If you're about to make hotel reservations for the first time, there are several things you ought to know before you book a room for your honeymoon or romantic getaway. A hotel stay can be one of the most expensive parts of your trip, so make sure you don't spend more than you need to on reservations.
How to Reserve a Room
- Understand that rates on hotel rooms vary on the type of room you request, on different days, even at different times of the day. To get the lowest rate for the best room, you will need to spend some time researching and may be able to negotiate price when making reservations.
- First, learn the "rack" or published rate. This is generally the highest rate the hotel charges for a room and what people who don't know any better pay for their reservations. Now you know better. So expect to play less.
- Decide what kind of hotel you want -- budget, mid-price, chain, luxury, three-four-or-even five-star. The category is a huge factor in the kind of service, room furnishings, amenities, and rate you can anticipate.

○ ○ ○ ○ ○ ○ ○

- SET OF TASKS
• a. Reproduce the hotel reservation tips word for word, starting with "If you're about" and going on through "to on reservations.".
• b. According to the hotel reservation tips, which things does the hotel category strongly influence?
• c. Do these statements agree with the hotel reservation tips? Answer yes or no for each, quoting the words from the tips that decide it. (i) The rack rate is generally the lowest rate a hotel charges for a room. (ii) A hotel stay can be among the most expensive parts of a trip. (iii) It may be possible to negotiate the price when making reservations.

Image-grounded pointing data

○ ○ ○ ○ ○ ○ ○

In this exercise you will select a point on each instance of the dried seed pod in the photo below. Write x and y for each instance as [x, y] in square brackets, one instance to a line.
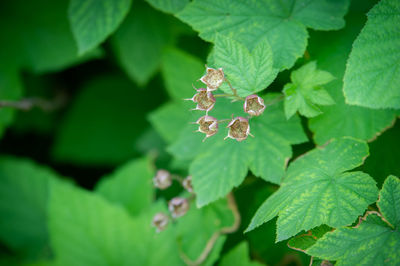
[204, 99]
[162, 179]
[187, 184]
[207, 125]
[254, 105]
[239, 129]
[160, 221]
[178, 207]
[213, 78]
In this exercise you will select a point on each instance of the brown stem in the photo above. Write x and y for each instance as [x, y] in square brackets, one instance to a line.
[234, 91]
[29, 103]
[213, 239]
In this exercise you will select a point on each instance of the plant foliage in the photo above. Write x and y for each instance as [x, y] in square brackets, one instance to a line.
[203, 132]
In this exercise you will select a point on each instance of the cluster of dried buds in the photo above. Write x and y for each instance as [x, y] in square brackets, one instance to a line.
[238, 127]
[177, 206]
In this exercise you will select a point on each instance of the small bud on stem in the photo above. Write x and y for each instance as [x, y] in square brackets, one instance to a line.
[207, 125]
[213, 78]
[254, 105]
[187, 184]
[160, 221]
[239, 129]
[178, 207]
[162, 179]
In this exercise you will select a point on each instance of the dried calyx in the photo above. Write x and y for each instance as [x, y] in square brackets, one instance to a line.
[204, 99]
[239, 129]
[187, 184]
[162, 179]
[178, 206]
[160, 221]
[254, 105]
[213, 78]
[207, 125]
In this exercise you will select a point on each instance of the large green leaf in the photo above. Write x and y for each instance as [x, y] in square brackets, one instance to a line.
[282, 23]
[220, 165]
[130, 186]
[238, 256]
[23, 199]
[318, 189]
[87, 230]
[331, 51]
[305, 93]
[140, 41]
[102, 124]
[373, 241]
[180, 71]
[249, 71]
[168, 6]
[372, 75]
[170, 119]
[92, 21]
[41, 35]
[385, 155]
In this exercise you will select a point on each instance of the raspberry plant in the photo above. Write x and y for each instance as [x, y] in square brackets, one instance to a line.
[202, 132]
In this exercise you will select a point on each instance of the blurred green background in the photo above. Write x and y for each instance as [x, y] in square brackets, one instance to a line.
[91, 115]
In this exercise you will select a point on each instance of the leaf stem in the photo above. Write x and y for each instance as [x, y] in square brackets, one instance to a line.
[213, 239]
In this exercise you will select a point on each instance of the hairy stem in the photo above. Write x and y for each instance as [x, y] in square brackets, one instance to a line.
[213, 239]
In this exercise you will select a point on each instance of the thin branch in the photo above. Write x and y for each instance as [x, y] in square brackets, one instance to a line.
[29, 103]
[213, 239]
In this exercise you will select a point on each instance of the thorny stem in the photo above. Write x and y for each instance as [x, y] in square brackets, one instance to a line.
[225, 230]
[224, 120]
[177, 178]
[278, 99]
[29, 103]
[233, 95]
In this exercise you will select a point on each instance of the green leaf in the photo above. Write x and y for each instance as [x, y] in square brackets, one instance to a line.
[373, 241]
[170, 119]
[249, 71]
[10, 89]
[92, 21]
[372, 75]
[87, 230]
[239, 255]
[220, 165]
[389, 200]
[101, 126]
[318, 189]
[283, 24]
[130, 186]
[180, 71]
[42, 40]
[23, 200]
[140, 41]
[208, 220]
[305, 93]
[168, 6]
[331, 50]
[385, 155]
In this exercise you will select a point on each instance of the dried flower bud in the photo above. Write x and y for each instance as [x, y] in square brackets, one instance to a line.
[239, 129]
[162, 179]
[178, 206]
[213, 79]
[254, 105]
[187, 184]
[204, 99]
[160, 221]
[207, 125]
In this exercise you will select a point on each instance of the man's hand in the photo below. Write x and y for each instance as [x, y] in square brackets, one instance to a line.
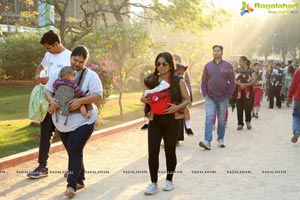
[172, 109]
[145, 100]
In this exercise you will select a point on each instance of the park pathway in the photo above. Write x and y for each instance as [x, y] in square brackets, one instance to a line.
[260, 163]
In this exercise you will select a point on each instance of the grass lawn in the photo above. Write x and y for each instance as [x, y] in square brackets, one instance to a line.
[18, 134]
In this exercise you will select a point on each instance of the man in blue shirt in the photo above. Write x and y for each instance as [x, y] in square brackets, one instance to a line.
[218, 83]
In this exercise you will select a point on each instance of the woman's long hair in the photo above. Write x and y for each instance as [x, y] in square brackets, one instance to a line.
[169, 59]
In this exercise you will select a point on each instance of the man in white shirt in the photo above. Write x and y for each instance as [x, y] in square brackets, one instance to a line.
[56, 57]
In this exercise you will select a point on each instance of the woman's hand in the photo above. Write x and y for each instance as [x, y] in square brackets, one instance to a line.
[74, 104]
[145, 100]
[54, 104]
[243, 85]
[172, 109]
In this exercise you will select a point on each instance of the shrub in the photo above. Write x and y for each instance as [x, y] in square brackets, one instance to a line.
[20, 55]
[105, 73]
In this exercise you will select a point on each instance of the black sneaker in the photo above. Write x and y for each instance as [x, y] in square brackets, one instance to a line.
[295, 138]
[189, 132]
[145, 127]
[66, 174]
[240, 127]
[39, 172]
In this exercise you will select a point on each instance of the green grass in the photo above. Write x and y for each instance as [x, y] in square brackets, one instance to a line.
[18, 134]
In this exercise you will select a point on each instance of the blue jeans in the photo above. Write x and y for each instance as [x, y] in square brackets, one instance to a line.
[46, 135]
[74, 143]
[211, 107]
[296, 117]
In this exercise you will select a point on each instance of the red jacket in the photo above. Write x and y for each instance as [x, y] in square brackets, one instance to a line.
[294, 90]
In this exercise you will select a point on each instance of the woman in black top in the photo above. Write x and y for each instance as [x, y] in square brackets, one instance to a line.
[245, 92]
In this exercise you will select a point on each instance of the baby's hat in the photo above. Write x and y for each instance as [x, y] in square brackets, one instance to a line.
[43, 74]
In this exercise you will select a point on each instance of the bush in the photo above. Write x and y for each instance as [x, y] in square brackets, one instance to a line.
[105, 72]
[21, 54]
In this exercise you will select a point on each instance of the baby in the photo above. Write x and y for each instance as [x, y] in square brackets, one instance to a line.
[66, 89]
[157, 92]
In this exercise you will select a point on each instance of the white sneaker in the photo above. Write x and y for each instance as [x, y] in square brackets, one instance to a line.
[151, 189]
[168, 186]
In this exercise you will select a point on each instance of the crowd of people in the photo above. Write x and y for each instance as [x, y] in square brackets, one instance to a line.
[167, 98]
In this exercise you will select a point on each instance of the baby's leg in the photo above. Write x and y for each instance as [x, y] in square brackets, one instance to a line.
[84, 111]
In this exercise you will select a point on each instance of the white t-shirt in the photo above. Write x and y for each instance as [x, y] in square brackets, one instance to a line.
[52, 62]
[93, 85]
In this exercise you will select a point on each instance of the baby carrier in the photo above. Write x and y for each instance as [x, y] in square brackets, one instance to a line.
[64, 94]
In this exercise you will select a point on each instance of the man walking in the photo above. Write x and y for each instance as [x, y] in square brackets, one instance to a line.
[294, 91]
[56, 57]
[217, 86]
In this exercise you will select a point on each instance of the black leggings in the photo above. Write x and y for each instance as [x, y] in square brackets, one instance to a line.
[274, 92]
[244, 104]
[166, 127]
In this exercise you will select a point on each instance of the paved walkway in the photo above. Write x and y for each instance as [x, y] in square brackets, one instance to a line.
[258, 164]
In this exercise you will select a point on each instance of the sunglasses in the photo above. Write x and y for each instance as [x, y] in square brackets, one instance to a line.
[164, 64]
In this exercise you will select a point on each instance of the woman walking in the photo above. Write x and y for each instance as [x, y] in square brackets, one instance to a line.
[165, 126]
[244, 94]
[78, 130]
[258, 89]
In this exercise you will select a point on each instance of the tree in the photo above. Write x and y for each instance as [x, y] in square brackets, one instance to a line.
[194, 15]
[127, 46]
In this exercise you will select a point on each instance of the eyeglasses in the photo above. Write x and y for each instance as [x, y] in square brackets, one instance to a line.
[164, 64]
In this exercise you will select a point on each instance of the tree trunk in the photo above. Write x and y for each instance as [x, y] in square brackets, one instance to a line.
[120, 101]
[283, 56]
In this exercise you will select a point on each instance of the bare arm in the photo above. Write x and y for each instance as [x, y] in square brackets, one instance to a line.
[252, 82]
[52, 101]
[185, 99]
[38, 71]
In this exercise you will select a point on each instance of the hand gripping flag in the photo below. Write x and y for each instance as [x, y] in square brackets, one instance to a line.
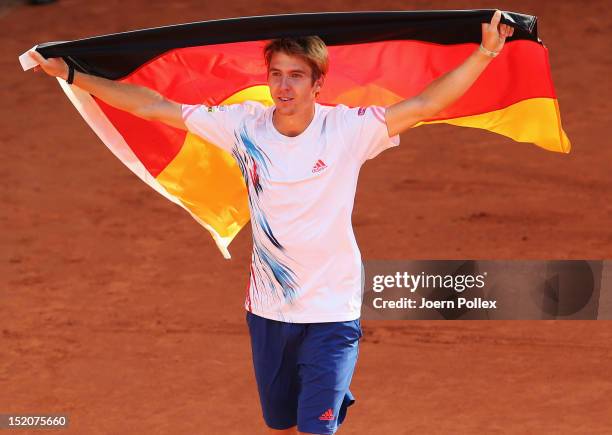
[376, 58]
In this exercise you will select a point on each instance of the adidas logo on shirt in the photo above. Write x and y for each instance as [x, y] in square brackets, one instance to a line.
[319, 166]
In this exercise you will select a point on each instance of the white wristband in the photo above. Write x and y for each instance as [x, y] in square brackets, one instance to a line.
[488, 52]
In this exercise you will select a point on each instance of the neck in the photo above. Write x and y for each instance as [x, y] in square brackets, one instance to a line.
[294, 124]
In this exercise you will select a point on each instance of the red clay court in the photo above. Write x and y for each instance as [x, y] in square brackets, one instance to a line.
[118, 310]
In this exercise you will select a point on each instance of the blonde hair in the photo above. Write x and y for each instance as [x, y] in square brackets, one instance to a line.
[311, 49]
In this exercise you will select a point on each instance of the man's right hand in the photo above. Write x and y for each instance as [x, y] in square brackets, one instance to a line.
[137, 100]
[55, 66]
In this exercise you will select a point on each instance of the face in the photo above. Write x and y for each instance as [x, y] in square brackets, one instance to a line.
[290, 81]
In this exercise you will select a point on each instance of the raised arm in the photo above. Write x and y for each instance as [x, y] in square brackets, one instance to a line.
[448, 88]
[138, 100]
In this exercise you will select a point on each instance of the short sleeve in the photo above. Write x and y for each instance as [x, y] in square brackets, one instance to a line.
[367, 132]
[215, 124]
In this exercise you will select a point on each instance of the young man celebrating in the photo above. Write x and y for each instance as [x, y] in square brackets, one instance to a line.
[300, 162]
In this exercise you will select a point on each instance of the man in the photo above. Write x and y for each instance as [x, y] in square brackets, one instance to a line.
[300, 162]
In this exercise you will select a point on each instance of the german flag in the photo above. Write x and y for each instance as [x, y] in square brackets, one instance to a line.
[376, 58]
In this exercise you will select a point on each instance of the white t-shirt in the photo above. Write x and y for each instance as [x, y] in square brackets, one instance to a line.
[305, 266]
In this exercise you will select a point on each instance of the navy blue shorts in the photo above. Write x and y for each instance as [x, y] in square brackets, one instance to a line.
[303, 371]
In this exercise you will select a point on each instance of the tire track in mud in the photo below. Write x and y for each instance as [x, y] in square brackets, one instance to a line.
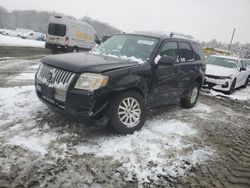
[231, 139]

○ ○ ○ ○ ○ ○ ○

- RESULTS BY TASK
• a.
If you're about to make hotel reservations for the first time, there are several things you ought to know before you book a room for your honeymoon or romantic getaway. A hotel stay can be one of the most expensive parts of your trip, so make sure you don't spend more than you need to on reservations.

• b. Service, room furnishings, amenities, and rate.

• c.
(i) No: "This is generally the highest rate the hotel charges for a room"
(ii) Yes: "A hotel stay can be one of the most expensive parts of your trip"
(iii) Yes: "may be able to negotiate price when making reservations"